**TASK STATEMENT**
Write out, word for word, the part of the POLATEV0 subroutine header starting at "SUBROUTINE POLATEV0(IPOPT,KGDSI,KGDSO,MI,MO,KM,IBI,LI,UI,VI, &" and ending at "50 (IF IPOPT(1)=-1).".

* BEGIN QUOTED PASSAGE *

SUBROUTINE POLATEV0(IPOPT,KGDSI,KGDSO,MI,MO,KM,IBI,LI,UI,VI, &
NO,RLAT,RLON,CROT,SROT,IBO,LO,UO,VO,IRET)
!$$$ SUBPROGRAM DOCUMENTATION BLOCK
!
! SUBPROGRAM: POLATEV0 INTERPOLATE VECTOR FIELDS (BILINEAR)
! PRGMMR: IREDELL ORG: W/NMC23 DATE: 96-04-10
!
! ABSTRACT: THIS SUBPROGRAM PERFORMS BILINEAR INTERPOLATION
! FROM ANY GRID TO ANY GRID FOR VECTOR FIELDS.
! OPTIONS ALLOW VARYING THE MINIMUM PERCENTAGE FOR MASK,
! I.E. PERCENT VALID INPUT DATA REQUIRED TO MAKE OUTPUT DATA,
! (IPOPT(1)) WHICH DEFAULTS TO 50 (IF IPOPT(1)=-1).
! ONLY HORIZONTAL INTERPOLATION IS PERFORMED.
! THE GRIDS ARE DEFINED BY THEIR GRID DESCRIPTION SECTIONS
! (PASSED IN INTEGER FORM AS DECODED BY SUBPROGRAM W3FI63).

* END QUOTED PASSAGE *
* BEGIN DATASET RECORDS *

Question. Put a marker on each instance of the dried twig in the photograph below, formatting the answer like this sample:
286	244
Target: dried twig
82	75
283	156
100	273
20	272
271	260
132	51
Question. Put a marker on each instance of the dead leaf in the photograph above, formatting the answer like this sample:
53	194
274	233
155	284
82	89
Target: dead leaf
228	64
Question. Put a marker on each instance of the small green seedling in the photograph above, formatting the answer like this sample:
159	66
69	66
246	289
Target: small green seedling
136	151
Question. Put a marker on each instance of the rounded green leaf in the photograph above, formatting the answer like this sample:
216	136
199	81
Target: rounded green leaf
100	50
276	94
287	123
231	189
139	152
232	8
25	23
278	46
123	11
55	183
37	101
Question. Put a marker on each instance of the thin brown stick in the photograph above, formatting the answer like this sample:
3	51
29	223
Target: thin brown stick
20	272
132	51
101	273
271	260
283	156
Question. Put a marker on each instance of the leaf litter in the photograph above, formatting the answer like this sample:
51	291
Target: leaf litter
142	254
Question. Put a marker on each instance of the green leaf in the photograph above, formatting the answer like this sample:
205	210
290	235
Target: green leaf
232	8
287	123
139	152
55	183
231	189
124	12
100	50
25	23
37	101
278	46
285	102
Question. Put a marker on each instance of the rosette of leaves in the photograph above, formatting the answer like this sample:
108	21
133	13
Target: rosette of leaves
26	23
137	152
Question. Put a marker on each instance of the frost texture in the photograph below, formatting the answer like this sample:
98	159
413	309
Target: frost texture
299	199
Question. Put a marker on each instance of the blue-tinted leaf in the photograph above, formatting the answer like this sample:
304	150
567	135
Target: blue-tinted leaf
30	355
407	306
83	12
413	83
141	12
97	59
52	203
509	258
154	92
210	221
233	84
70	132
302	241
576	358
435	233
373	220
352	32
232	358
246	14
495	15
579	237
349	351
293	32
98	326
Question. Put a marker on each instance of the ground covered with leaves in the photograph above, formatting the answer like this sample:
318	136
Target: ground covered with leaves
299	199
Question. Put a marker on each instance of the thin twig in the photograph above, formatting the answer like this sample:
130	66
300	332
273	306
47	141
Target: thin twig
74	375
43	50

* END DATASET RECORDS *

**RESULT FOR THIS TASK**
SUBROUTINE POLATEV0(IPOPT,KGDSI,KGDSO,MI,MO,KM,IBI,LI,UI,VI, &
NO,RLAT,RLON,CROT,SROT,IBO,LO,UO,VO,IRET)
!$$$ SUBPROGRAM DOCUMENTATION BLOCK
!
! SUBPROGRAM: POLATEV0 INTERPOLATE VECTOR FIELDS (BILINEAR)
! PRGMMR: IREDELL ORG: W/NMC23 DATE: 96-04-10
!
! ABSTRACT: THIS SUBPROGRAM PERFORMS BILINEAR INTERPOLATION
! FROM ANY GRID TO ANY GRID FOR VECTOR FIELDS.
! OPTIONS ALLOW VARYING THE MINIMUM PERCENTAGE FOR MASK,
! I.E. PERCENT VALID INPUT DATA REQUIRED TO MAKE OUTPUT DATA,
! (IPOPT(1)) WHICH DEFAULTS TO 50 (IF IPOPT(1)=-1).